--- WORK TASK A ---
According to the EHOP passage, what is the full name of the dataset abbreviated as EHOP?
--- WORK TASK B ---
Retype part of the EHOP passage, beginning at the words "However, recent work" and stopping after the words "and real-world variants.", with every character unchanged.

To investigate the effect of problem presentation on LLMs’ ability to solve optimization problems, we introduce the dataset of Everyday Hard Optimization Problems (EHOP), a collection of NP-hard problems expressed in natural language. EHOP includes problem formulations that could be found in computer science textbooks (e.g., graph coloring), versions that are dressed up as problems that could arise in real life (e.g., party planning), and variants with inverted rules. We find that state-of-the-art LLMs, across multiple prompting strategies, systematically solve textbook problems more accurately than their real-life and inverted counterparts. While reasoning models are more capable, they nonetheless show high variance across problem presentations, suggesting they lack a truly robust reasoning mechanism. We argue that this constitutes evidence that LLMs are still heavily dependent on what was seen in training and struggle to generalize to novel problems.
Many real-world tasks that people face in their personal and professional lives are NP-hard optimization problems. One of the most exciting promises of large language models (LLMs) is that they can help non-experts solve their real-world computational problems when they express them in natural language (NL). The hope is that a wide range of users across a wide range of tasks will be able to describe their problem to the LLM, and the LLM will handle the difficult task of “problem solving,” i.e., recognizing that the real-world problem can be described in terms of a known computational problem and then solving that problem efficiently and optimally. In the case of NP-hard problems, this could potentially be accomplished with the LLM solving the problem by itself, e.g., through chain-of-thought (CoT) reasoning, or the LLM could convert the NL description into a linear program (LP) and solve it with specialized tools.
However, recent work has raised the question of “reasoning vs. reciting”: are LLMs actually carrying out systematic problem-solving, or are they simply adapting solutions for similar problems in their training data? LLMs that can only solve problems whose solution paths are documented on the Internet will not fulfill the promise of opening general problem-solving to lay users.
We contribute to the reasoning vs. reciting debate by introducing the dataset of Everyday Hard Optimization Problems (EHOP), which consists of NP-hard optimization problems presented in both textbook and real-world variants.

--- RAW DATA ---
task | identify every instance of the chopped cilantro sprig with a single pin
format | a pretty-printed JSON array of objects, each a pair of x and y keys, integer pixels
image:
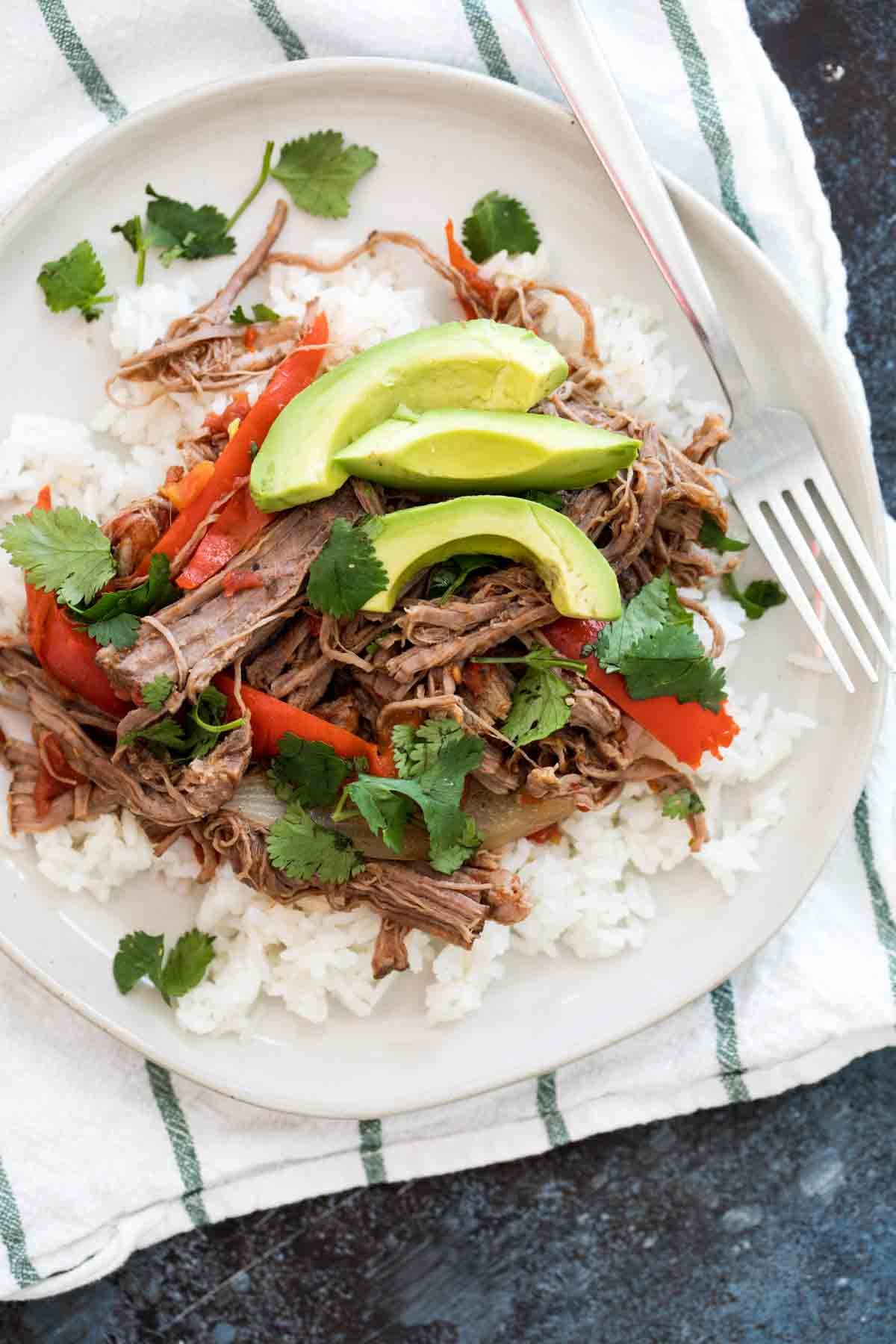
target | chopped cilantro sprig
[
  {"x": 320, "y": 171},
  {"x": 302, "y": 850},
  {"x": 75, "y": 280},
  {"x": 348, "y": 571},
  {"x": 144, "y": 954},
  {"x": 756, "y": 598},
  {"x": 499, "y": 223},
  {"x": 190, "y": 737},
  {"x": 655, "y": 647}
]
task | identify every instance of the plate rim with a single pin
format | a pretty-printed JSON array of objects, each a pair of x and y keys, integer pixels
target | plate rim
[{"x": 702, "y": 208}]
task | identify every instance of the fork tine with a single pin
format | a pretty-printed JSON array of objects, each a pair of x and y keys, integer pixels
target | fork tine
[
  {"x": 829, "y": 547},
  {"x": 824, "y": 483},
  {"x": 790, "y": 529},
  {"x": 768, "y": 544}
]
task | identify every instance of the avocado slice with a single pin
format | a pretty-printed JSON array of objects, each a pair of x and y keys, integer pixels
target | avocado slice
[
  {"x": 487, "y": 450},
  {"x": 479, "y": 364},
  {"x": 578, "y": 577}
]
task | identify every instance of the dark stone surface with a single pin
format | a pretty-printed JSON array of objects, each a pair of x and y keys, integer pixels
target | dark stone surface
[{"x": 774, "y": 1221}]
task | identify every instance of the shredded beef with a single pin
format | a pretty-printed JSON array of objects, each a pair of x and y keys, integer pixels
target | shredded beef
[
  {"x": 207, "y": 629},
  {"x": 390, "y": 952}
]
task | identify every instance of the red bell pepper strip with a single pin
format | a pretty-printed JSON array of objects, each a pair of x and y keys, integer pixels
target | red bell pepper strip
[
  {"x": 688, "y": 730},
  {"x": 272, "y": 718},
  {"x": 237, "y": 410},
  {"x": 190, "y": 487},
  {"x": 467, "y": 268},
  {"x": 65, "y": 652},
  {"x": 240, "y": 520},
  {"x": 53, "y": 784},
  {"x": 235, "y": 460}
]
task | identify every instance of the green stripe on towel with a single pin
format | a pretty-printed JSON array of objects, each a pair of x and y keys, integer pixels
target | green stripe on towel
[
  {"x": 714, "y": 132},
  {"x": 13, "y": 1236},
  {"x": 81, "y": 63},
  {"x": 181, "y": 1142},
  {"x": 546, "y": 1100},
  {"x": 487, "y": 40},
  {"x": 277, "y": 26},
  {"x": 370, "y": 1133},
  {"x": 727, "y": 1048},
  {"x": 707, "y": 108},
  {"x": 884, "y": 921}
]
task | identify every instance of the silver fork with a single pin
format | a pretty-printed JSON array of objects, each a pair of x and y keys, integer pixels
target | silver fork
[{"x": 773, "y": 456}]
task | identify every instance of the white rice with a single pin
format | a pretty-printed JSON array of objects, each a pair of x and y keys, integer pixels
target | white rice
[{"x": 591, "y": 893}]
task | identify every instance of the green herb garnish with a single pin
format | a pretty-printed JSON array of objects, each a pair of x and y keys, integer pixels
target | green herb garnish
[
  {"x": 321, "y": 169},
  {"x": 74, "y": 281},
  {"x": 144, "y": 954},
  {"x": 114, "y": 617},
  {"x": 499, "y": 223},
  {"x": 715, "y": 539},
  {"x": 433, "y": 764},
  {"x": 449, "y": 577},
  {"x": 60, "y": 551},
  {"x": 183, "y": 230},
  {"x": 132, "y": 231},
  {"x": 156, "y": 692},
  {"x": 682, "y": 803},
  {"x": 190, "y": 737},
  {"x": 304, "y": 850},
  {"x": 348, "y": 571},
  {"x": 261, "y": 314},
  {"x": 309, "y": 773},
  {"x": 655, "y": 647},
  {"x": 756, "y": 598}
]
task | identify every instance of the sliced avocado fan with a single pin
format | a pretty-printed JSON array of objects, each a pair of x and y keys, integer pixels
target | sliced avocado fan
[
  {"x": 487, "y": 450},
  {"x": 474, "y": 366},
  {"x": 574, "y": 570}
]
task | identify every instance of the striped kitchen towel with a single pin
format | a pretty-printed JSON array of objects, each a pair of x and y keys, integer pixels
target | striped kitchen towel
[{"x": 102, "y": 1152}]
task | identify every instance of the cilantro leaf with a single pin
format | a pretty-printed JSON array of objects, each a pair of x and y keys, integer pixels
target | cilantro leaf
[
  {"x": 120, "y": 631},
  {"x": 156, "y": 692},
  {"x": 187, "y": 231},
  {"x": 141, "y": 954},
  {"x": 655, "y": 608},
  {"x": 160, "y": 737},
  {"x": 60, "y": 551},
  {"x": 756, "y": 598},
  {"x": 191, "y": 737},
  {"x": 132, "y": 231},
  {"x": 541, "y": 706},
  {"x": 672, "y": 662},
  {"x": 320, "y": 171},
  {"x": 304, "y": 850},
  {"x": 655, "y": 647},
  {"x": 435, "y": 762},
  {"x": 74, "y": 281},
  {"x": 186, "y": 965},
  {"x": 309, "y": 773},
  {"x": 499, "y": 223},
  {"x": 712, "y": 537},
  {"x": 348, "y": 571},
  {"x": 207, "y": 722},
  {"x": 682, "y": 803},
  {"x": 449, "y": 577},
  {"x": 113, "y": 618},
  {"x": 438, "y": 745},
  {"x": 261, "y": 314},
  {"x": 386, "y": 812}
]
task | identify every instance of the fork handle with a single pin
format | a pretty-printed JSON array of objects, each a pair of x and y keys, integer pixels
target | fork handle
[{"x": 567, "y": 42}]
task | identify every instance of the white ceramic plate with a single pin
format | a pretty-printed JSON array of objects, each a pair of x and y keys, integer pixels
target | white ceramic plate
[{"x": 444, "y": 139}]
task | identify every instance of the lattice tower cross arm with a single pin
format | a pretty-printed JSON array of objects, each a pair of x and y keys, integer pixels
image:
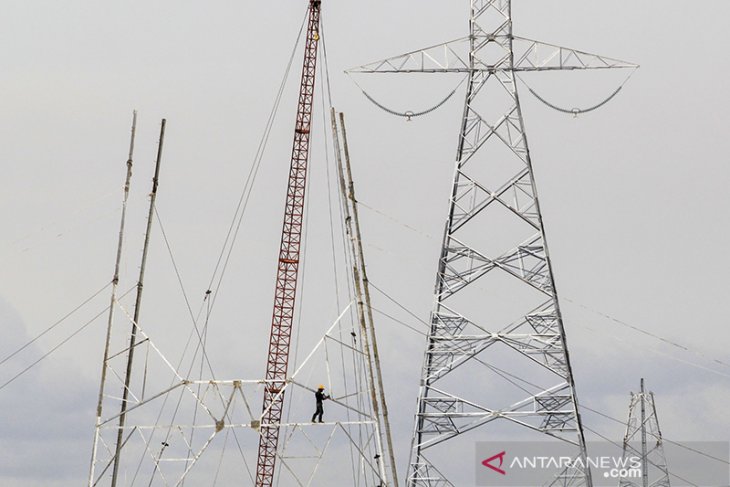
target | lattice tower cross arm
[
  {"x": 288, "y": 264},
  {"x": 491, "y": 56}
]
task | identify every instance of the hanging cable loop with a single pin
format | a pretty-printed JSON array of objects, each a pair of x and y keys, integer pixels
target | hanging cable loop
[
  {"x": 575, "y": 111},
  {"x": 409, "y": 114}
]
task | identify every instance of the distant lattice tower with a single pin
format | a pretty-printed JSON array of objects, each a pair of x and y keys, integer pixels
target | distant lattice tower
[
  {"x": 496, "y": 364},
  {"x": 643, "y": 439}
]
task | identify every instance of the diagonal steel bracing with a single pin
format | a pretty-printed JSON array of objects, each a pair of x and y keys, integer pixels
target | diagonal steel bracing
[{"x": 496, "y": 364}]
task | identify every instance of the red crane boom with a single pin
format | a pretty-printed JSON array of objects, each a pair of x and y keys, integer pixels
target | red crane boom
[{"x": 288, "y": 267}]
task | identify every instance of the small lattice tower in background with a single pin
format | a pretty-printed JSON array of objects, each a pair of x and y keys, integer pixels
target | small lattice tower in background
[{"x": 643, "y": 439}]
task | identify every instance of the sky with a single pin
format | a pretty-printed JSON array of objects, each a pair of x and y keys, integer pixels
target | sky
[{"x": 633, "y": 195}]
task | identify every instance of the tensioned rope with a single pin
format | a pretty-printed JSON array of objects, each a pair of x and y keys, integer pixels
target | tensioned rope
[
  {"x": 408, "y": 115},
  {"x": 504, "y": 375},
  {"x": 64, "y": 341},
  {"x": 54, "y": 325},
  {"x": 673, "y": 343},
  {"x": 228, "y": 245}
]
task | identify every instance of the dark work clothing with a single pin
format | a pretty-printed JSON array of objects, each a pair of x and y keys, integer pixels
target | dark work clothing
[{"x": 319, "y": 396}]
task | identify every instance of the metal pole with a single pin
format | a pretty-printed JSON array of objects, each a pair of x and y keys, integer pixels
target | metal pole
[
  {"x": 644, "y": 459},
  {"x": 378, "y": 378},
  {"x": 115, "y": 283},
  {"x": 137, "y": 306}
]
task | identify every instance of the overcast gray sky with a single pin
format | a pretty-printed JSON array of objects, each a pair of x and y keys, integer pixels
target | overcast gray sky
[{"x": 634, "y": 195}]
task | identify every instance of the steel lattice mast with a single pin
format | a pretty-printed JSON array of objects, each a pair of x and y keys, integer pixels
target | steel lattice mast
[
  {"x": 643, "y": 424},
  {"x": 496, "y": 362},
  {"x": 288, "y": 264}
]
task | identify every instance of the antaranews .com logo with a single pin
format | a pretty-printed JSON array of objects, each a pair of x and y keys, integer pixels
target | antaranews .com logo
[{"x": 537, "y": 463}]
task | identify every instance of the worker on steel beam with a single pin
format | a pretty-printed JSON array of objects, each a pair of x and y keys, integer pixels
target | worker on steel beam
[{"x": 320, "y": 396}]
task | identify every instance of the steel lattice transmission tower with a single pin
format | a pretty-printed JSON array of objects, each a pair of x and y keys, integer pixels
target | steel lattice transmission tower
[
  {"x": 496, "y": 364},
  {"x": 643, "y": 440}
]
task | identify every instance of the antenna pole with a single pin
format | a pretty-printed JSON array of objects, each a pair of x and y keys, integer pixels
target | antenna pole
[
  {"x": 364, "y": 288},
  {"x": 113, "y": 300},
  {"x": 644, "y": 466},
  {"x": 137, "y": 307}
]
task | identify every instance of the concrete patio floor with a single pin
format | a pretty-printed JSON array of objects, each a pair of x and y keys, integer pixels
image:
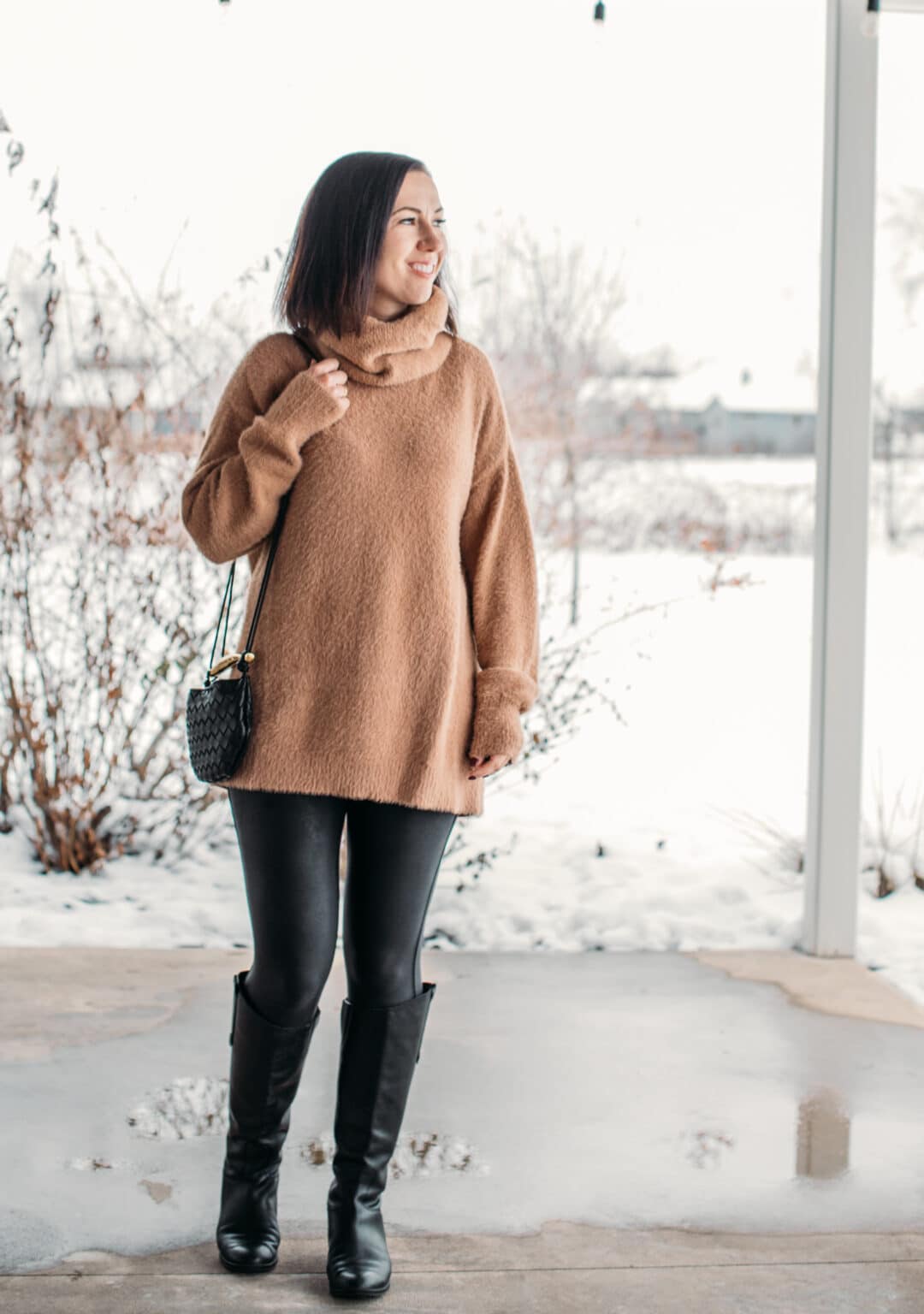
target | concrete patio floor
[{"x": 718, "y": 1132}]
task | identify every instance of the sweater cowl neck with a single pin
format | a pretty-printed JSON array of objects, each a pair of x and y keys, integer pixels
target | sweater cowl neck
[{"x": 394, "y": 351}]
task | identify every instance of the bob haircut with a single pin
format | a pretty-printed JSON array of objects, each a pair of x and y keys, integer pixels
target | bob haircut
[{"x": 329, "y": 275}]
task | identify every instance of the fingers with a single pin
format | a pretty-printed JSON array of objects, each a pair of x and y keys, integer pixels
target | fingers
[
  {"x": 482, "y": 766},
  {"x": 335, "y": 380}
]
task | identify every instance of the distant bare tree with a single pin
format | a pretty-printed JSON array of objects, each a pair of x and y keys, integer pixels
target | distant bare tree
[{"x": 546, "y": 316}]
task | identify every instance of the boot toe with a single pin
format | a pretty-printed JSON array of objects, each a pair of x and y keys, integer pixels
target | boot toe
[
  {"x": 247, "y": 1254},
  {"x": 347, "y": 1277}
]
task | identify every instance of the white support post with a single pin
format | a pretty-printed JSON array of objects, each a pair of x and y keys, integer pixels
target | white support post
[{"x": 843, "y": 472}]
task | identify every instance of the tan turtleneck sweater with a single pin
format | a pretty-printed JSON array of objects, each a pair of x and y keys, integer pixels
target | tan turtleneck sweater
[{"x": 400, "y": 625}]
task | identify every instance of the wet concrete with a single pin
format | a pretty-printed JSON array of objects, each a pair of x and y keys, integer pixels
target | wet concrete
[{"x": 585, "y": 1132}]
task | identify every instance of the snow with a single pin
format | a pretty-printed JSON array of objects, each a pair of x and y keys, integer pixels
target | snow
[{"x": 671, "y": 818}]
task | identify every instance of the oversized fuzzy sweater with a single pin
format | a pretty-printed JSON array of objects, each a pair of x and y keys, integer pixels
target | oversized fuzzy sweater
[{"x": 400, "y": 627}]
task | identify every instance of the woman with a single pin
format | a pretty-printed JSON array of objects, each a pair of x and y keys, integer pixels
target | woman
[{"x": 399, "y": 645}]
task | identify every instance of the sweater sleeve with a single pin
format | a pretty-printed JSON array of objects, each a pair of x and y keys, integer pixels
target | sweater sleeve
[
  {"x": 252, "y": 451},
  {"x": 500, "y": 564}
]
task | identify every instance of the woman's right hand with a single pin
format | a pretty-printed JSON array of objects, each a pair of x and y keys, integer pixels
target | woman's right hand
[{"x": 335, "y": 380}]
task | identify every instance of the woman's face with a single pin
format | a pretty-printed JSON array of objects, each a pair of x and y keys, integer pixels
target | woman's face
[{"x": 414, "y": 235}]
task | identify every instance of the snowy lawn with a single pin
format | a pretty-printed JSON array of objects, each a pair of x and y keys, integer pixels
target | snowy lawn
[{"x": 673, "y": 824}]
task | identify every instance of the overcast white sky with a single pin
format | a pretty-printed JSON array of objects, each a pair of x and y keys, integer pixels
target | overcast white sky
[{"x": 683, "y": 137}]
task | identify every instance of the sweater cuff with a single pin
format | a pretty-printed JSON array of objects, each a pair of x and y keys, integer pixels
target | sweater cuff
[
  {"x": 306, "y": 401},
  {"x": 501, "y": 694}
]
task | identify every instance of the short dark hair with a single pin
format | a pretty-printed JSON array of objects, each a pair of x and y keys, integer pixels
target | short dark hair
[{"x": 328, "y": 279}]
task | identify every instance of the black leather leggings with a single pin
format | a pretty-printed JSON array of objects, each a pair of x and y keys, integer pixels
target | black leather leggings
[{"x": 289, "y": 850}]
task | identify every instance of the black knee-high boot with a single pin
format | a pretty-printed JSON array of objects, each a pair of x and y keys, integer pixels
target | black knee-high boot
[
  {"x": 379, "y": 1051},
  {"x": 266, "y": 1068}
]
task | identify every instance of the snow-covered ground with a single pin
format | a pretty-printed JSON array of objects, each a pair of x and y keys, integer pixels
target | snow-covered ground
[{"x": 673, "y": 823}]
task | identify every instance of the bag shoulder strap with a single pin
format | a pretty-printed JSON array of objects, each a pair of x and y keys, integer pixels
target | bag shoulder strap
[{"x": 229, "y": 588}]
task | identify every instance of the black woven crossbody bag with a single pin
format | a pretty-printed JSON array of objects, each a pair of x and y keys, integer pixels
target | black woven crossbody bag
[{"x": 220, "y": 713}]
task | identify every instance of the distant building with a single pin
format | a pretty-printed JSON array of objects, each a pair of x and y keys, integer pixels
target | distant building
[{"x": 710, "y": 411}]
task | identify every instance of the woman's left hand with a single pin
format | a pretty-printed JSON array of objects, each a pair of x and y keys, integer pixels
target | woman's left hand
[{"x": 487, "y": 765}]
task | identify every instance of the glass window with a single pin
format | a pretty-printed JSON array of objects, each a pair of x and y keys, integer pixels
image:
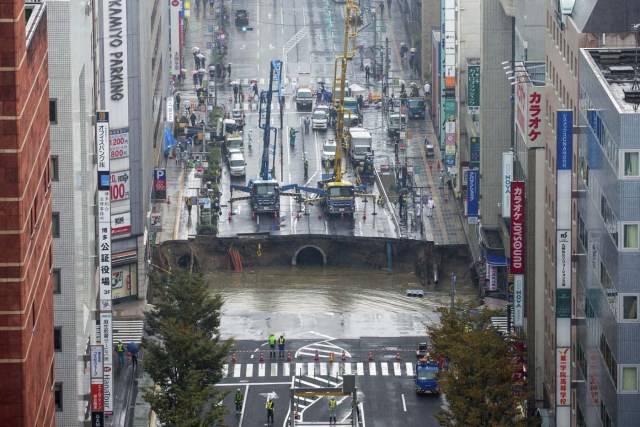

--- TASK ANSWER A ---
Everyday Hard Optimization Problems

--- TASK ANSWER B ---
However, recent work has raised the question of “reasoning vs. reciting”: are LLMs actually carrying out systematic problem-solving, or are they simply adapting solutions for similar problems in their training data? LLMs that can only solve problems whose solution paths are documented on the Internet will not fulfill the promise of opening general problem-solving to lay users.
We contribute to the reasoning vs. reciting debate by introducing the dataset of Everyday Hard Optimization Problems (EHOP), which consists of NP-hard optimization problems presented in both textbook and real-world variants.